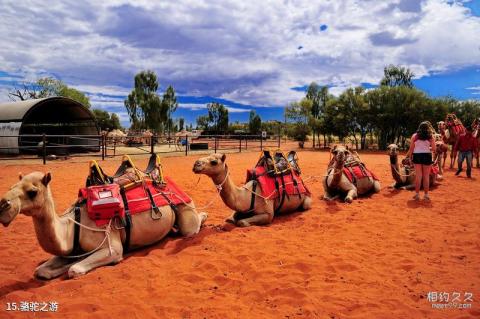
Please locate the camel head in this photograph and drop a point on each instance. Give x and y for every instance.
(211, 165)
(340, 153)
(392, 149)
(26, 197)
(441, 126)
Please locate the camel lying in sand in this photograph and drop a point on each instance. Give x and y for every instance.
(239, 198)
(32, 196)
(404, 175)
(336, 181)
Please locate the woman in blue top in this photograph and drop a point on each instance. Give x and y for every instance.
(422, 145)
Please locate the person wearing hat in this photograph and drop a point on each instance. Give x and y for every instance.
(466, 145)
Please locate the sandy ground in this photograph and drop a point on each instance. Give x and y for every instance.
(376, 258)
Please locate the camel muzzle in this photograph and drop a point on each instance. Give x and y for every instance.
(197, 167)
(4, 205)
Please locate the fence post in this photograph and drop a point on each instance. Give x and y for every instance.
(279, 138)
(44, 148)
(152, 144)
(104, 149)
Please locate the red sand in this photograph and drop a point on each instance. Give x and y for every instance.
(375, 258)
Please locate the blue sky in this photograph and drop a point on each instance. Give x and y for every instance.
(245, 54)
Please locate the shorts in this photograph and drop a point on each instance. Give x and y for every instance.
(422, 158)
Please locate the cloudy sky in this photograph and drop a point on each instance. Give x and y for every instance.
(246, 54)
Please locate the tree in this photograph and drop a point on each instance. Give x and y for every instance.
(254, 123)
(48, 87)
(169, 102)
(181, 123)
(106, 121)
(202, 122)
(143, 105)
(218, 116)
(397, 76)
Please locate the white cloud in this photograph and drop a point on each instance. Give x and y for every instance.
(245, 51)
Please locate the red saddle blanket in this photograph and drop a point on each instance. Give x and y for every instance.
(293, 183)
(138, 200)
(457, 127)
(358, 172)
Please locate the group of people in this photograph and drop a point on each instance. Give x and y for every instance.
(422, 147)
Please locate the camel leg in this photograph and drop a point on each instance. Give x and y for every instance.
(328, 197)
(351, 194)
(54, 267)
(99, 258)
(376, 186)
(260, 219)
(189, 221)
(307, 203)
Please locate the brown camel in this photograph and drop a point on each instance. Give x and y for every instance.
(337, 181)
(239, 198)
(32, 196)
(404, 174)
(476, 134)
(450, 134)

==================================================

Put every row above into a numbered list, skipping blank lines and leaving out the picture.

1. Please locate the camel head in this photograph and drop a point on each instance. Give x and y for every instance.
2. (211, 165)
3. (340, 153)
4. (392, 149)
5. (26, 197)
6. (441, 126)
7. Please locate the camel lying in sand in this photograph and drop a point on each instance. Give x and y for every instance.
8. (239, 198)
9. (32, 196)
10. (404, 175)
11. (336, 181)
12. Please locate the woman in blue top in this photograph and drop a point on each instance. Give x and y for every instance.
13. (422, 145)
14. Please locate the person wearing hat in this photograph and drop a point on each instance. Give x and y for every instance.
15. (466, 145)
16. Please locate the sandy ground in this photograph and drop a point on each instance. Give x and y for every instance.
17. (376, 258)
18. Please locate the camel muzzle in this photograph and drop a point on each instance. Give x and y for every instance.
19. (197, 167)
20. (4, 205)
21. Please locate the fence post in this photograph and drop a point on each instance. Give x and y for every instance.
22. (279, 138)
23. (44, 148)
24. (152, 144)
25. (104, 149)
26. Please locate the red sand in this photograph and drop a point on each instance. Give x and y for every instance.
27. (375, 258)
28. Please locate the blue sky in this photograph and drop a point on each instance. Give x and y for every instance.
29. (245, 54)
30. Please locate the shorts in this photograph and drop a point on each instance. Give x and y for every instance.
31. (422, 158)
32. Please locate the cloudy sky in this photograph and drop a point on each instance. Give x and y for every instance.
33. (246, 54)
34. Please locate the tree in this photograph and drop a point on each instance. Give x and y for every instance.
35. (254, 123)
36. (48, 87)
37. (169, 102)
38. (181, 123)
39. (106, 121)
40. (202, 122)
41. (143, 105)
42. (218, 116)
43. (397, 76)
44. Please locate the white cloud in this photograph and drop a point on each instance. Give x and y for every instance.
45. (245, 51)
46. Please locate the red saddle blanket in this photograph and drop a point on each instance. Give x and y for every instance.
47. (293, 183)
48. (138, 200)
49. (457, 127)
50. (358, 172)
51. Please locate the group of people in this photograph and drop a point on each instance. Give x and y for every instance.
52. (422, 147)
53. Please locate the camel leg in this photograph and drop a point on each instance. Give x and y for every instance.
54. (328, 197)
55. (351, 194)
56. (54, 267)
57. (99, 258)
58. (376, 186)
59. (260, 219)
60. (189, 221)
61. (307, 203)
62. Please locate the brown camel in this photograph and drop a point on each instance. Give x and y for every instance.
63. (337, 181)
64. (239, 198)
65. (32, 196)
66. (404, 174)
67. (476, 134)
68. (450, 134)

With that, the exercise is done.